◆ **Exercise**
Render the records as a two-column CSV with the headers text and answer, one row per record, covering only the part that opens with the line containing "Quick question — can you spot any kitten's face" and closes with the line containing "179 188 631 732", both included. Put each value in a single quoted field and turn any line breaks into spaces.

◆ **Information shown**
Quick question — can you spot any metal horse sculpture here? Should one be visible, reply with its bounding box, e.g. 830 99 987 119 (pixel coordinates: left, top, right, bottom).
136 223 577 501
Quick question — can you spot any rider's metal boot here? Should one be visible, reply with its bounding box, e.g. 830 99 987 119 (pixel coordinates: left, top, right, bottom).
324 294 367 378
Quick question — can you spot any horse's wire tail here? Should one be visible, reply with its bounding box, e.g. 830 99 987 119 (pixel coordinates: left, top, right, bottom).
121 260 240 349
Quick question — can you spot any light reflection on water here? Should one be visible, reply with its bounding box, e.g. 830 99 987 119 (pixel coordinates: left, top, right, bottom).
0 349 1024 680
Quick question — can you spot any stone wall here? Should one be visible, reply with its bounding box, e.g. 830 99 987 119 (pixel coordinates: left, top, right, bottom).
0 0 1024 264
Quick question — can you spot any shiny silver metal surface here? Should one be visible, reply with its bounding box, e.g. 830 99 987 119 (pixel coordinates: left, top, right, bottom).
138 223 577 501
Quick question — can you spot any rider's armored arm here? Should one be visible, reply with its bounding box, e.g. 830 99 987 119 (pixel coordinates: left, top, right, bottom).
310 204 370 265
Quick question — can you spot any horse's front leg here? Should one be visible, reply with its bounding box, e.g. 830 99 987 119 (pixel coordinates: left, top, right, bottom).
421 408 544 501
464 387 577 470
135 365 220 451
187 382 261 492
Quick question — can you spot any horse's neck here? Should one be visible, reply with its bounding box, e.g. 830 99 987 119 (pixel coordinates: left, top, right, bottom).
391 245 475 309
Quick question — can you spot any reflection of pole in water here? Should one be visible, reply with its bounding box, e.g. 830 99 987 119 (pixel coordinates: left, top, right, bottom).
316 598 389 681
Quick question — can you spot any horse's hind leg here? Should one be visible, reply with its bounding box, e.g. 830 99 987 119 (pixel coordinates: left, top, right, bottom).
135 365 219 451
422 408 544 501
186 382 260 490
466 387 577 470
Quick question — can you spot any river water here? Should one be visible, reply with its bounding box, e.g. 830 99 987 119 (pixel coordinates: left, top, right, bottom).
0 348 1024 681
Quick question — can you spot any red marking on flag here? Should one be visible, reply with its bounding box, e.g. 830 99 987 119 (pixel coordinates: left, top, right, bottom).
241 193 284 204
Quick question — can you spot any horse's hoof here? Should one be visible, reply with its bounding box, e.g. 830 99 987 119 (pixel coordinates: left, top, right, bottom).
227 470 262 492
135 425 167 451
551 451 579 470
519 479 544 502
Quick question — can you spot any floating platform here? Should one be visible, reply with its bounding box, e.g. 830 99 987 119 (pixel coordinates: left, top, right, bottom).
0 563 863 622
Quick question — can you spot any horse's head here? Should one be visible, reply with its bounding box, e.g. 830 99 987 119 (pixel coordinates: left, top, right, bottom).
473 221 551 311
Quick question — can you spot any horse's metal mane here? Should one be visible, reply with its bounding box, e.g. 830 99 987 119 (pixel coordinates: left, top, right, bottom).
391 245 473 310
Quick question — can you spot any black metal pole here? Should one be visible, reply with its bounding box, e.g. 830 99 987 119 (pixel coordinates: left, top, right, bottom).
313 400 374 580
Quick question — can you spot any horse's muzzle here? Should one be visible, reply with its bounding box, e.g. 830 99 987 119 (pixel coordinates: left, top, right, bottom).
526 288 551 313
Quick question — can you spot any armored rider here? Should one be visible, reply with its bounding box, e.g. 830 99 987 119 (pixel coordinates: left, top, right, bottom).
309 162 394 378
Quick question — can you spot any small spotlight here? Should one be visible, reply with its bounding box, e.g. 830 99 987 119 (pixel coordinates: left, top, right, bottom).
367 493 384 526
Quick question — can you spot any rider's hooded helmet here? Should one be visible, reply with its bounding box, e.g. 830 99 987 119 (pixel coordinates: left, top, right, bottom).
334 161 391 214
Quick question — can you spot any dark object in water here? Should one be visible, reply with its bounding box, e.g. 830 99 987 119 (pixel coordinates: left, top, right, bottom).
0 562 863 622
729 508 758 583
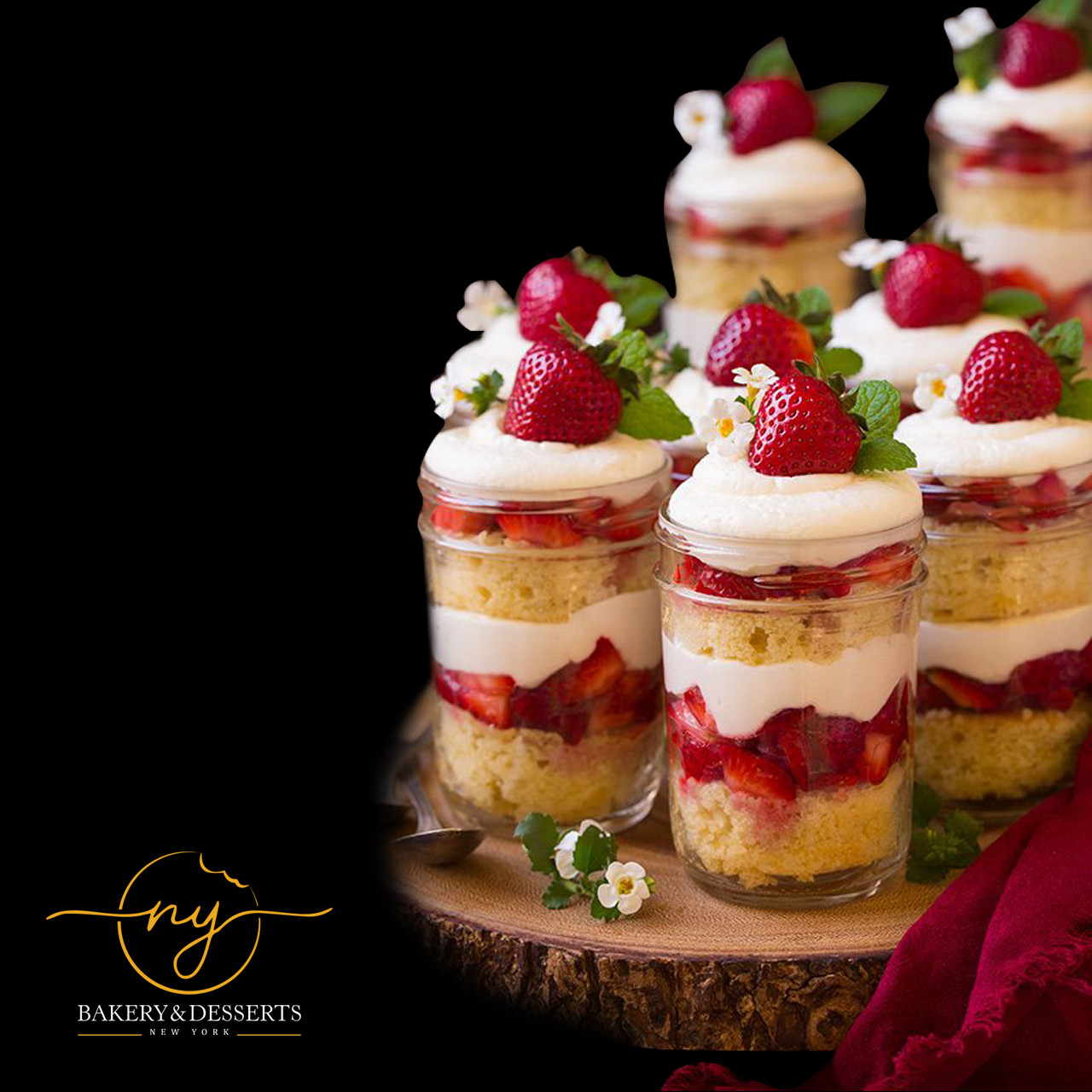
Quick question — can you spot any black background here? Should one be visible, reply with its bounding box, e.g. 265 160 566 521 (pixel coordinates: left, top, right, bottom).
30 3 1025 1088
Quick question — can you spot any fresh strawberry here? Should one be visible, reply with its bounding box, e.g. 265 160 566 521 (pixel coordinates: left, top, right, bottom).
884 242 983 327
430 504 492 535
724 77 816 155
706 304 815 386
747 372 861 477
558 636 625 706
515 258 613 340
497 512 584 549
956 330 1061 421
503 339 623 444
720 742 796 800
997 19 1084 87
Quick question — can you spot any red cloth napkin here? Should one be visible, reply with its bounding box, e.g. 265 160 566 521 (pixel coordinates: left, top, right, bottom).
664 737 1092 1092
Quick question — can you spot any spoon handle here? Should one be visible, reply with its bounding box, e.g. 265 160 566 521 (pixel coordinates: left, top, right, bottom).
402 762 442 834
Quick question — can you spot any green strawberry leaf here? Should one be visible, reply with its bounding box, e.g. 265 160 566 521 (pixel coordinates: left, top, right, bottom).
982 288 1046 319
744 38 800 83
853 379 915 439
808 83 886 142
853 433 917 474
616 386 694 440
515 811 561 876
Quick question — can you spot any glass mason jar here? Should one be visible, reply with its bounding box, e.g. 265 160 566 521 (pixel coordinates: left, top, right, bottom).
656 506 925 908
420 456 671 834
927 117 1092 325
917 463 1092 822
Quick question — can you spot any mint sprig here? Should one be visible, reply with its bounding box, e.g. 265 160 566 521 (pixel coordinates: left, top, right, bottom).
906 783 983 884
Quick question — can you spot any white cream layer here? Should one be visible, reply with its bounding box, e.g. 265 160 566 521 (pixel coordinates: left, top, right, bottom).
429 589 660 687
664 633 915 737
667 137 865 229
894 410 1092 477
425 406 667 502
932 69 1092 140
944 218 1092 292
831 292 1027 395
444 311 534 398
917 604 1092 682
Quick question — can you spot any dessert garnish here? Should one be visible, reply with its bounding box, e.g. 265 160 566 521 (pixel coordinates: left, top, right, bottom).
706 277 862 386
944 0 1084 90
515 811 656 921
841 226 1046 328
675 38 886 155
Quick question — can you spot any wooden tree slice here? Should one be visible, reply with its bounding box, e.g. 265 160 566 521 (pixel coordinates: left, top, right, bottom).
392 751 983 1050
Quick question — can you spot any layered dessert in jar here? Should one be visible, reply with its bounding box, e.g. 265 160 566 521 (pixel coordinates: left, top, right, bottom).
897 320 1092 822
420 312 689 834
664 278 847 484
433 249 667 424
656 357 925 906
830 229 1031 414
927 4 1092 324
664 39 885 359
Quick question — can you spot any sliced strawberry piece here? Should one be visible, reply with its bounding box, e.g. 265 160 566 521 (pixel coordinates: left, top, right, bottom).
430 504 492 535
720 742 796 800
558 636 625 706
497 512 582 549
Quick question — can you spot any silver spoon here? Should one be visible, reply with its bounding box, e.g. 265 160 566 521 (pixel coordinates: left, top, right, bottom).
391 764 485 865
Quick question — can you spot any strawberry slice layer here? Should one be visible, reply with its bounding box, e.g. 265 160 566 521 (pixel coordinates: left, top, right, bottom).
433 636 660 744
667 678 911 800
917 641 1092 713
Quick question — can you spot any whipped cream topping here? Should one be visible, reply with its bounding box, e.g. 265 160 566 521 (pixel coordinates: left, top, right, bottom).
668 454 921 572
918 604 1092 682
894 410 1092 477
664 633 915 738
830 292 1027 394
444 311 534 398
667 136 865 227
425 406 668 494
932 69 1092 140
666 368 747 451
429 589 660 688
944 216 1092 292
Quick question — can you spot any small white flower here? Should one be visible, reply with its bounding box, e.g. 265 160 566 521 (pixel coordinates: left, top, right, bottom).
428 375 462 421
944 8 997 52
698 398 754 459
596 861 652 914
838 239 906 270
675 90 724 148
554 819 603 880
459 281 514 330
914 371 963 417
584 299 625 345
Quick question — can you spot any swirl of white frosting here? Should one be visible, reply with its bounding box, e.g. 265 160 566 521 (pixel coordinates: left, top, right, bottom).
894 413 1092 477
425 406 668 494
830 292 1027 394
667 136 865 227
932 69 1092 140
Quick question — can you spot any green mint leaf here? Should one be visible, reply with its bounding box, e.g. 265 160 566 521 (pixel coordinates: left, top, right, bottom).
590 890 621 921
572 827 616 876
616 386 694 440
853 379 902 439
515 811 561 874
853 433 917 474
819 345 865 384
543 879 577 909
982 288 1046 319
467 368 504 417
809 83 886 141
911 781 940 827
1056 379 1092 421
744 38 800 83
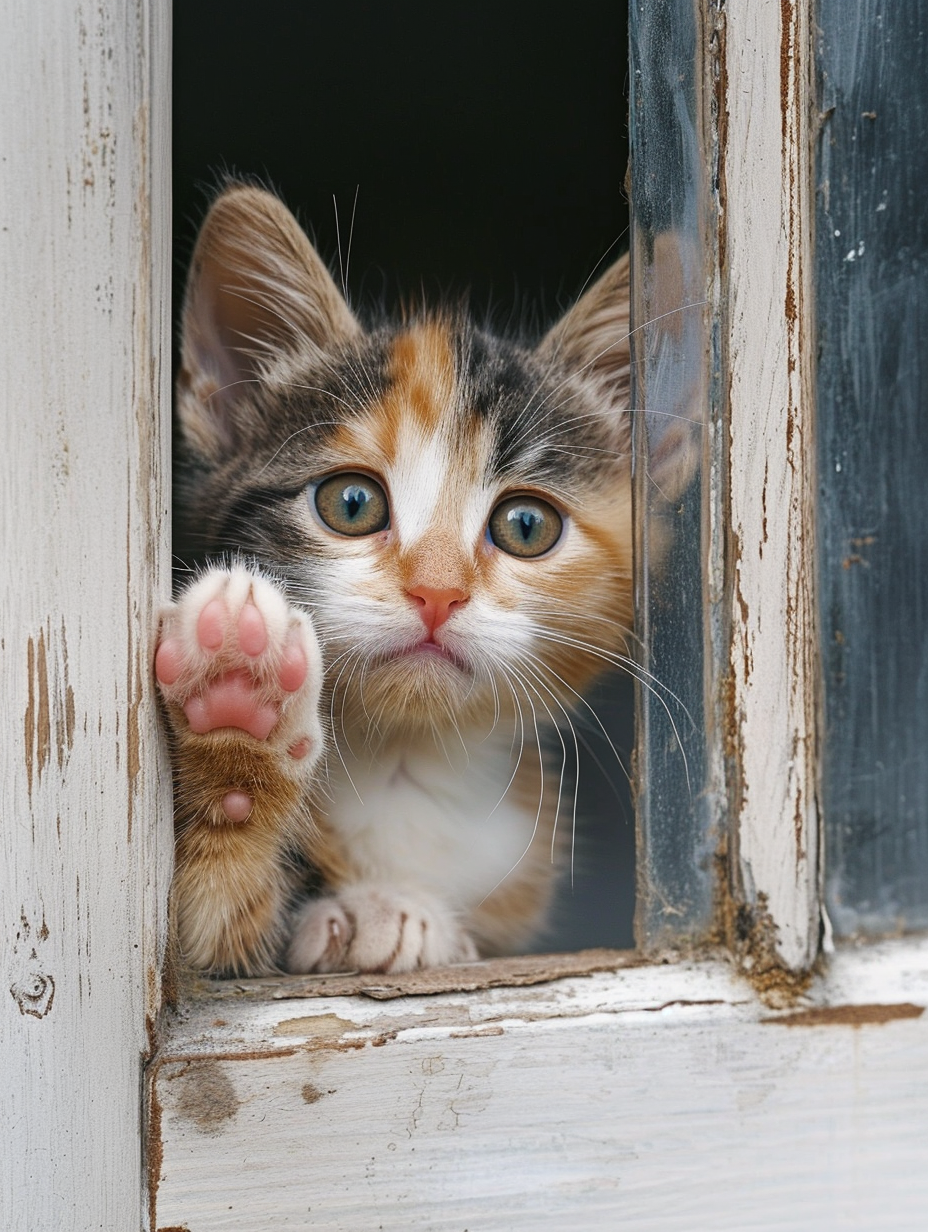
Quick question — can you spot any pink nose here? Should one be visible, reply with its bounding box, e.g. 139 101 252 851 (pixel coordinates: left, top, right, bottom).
407 586 470 636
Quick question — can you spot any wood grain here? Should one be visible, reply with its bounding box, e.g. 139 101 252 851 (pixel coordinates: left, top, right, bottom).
0 0 171 1232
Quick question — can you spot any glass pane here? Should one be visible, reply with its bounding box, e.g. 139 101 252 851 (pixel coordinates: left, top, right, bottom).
630 0 715 947
816 0 928 935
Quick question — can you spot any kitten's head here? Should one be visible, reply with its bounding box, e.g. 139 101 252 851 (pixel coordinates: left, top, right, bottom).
177 186 631 732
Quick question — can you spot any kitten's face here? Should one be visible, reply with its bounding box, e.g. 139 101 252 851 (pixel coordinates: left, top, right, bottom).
179 188 631 732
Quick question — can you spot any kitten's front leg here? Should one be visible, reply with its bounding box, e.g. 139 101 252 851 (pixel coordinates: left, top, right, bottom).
155 567 323 975
287 881 478 975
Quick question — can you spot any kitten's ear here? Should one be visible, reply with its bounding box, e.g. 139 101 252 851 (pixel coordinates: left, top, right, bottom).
539 254 631 419
177 185 361 456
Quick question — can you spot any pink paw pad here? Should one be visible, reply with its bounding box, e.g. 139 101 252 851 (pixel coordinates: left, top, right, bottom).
222 791 255 822
184 671 279 740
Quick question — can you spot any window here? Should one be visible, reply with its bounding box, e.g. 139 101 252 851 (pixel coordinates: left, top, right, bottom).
0 0 928 1232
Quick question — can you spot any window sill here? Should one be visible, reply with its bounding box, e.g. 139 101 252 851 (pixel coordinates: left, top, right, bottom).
150 939 928 1232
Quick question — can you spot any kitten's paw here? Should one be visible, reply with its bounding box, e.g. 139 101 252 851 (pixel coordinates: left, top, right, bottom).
155 567 322 798
286 885 478 975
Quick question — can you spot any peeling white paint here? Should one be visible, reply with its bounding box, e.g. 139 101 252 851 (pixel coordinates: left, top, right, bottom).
721 0 820 967
0 0 170 1232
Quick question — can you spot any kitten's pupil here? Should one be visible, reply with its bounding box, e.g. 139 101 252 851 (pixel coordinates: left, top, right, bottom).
488 496 563 557
509 509 534 543
313 474 389 536
341 487 371 521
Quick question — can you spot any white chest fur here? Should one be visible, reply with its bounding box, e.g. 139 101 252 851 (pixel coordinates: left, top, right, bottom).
328 734 541 908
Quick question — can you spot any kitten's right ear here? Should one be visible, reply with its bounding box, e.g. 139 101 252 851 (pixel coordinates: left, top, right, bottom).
177 185 361 457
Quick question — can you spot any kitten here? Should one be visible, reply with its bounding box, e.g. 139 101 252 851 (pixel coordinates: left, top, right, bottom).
155 185 631 975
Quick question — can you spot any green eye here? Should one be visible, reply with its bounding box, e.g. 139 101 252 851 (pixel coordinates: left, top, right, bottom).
487 496 564 557
313 472 389 535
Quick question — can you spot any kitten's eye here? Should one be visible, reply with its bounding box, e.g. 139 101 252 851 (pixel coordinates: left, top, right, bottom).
488 496 564 557
313 472 389 535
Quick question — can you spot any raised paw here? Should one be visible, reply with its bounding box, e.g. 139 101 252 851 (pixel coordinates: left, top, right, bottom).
155 567 322 798
286 885 478 975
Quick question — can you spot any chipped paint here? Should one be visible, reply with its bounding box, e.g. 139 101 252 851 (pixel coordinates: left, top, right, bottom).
715 0 820 970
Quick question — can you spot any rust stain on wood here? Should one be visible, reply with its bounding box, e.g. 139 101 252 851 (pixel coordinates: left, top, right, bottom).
170 1057 240 1133
144 1067 169 1232
760 1002 924 1026
299 1082 334 1104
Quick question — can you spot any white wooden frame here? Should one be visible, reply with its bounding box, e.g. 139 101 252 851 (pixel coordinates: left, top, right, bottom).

◆ **Written answer**
text,answer
"Quick question — can you spot any kitten's face here? Should one be visible, reply with its bounding box, e.g. 139 101 252 851 (pixel coordinates: left, top, right, bottom).","179 188 631 732"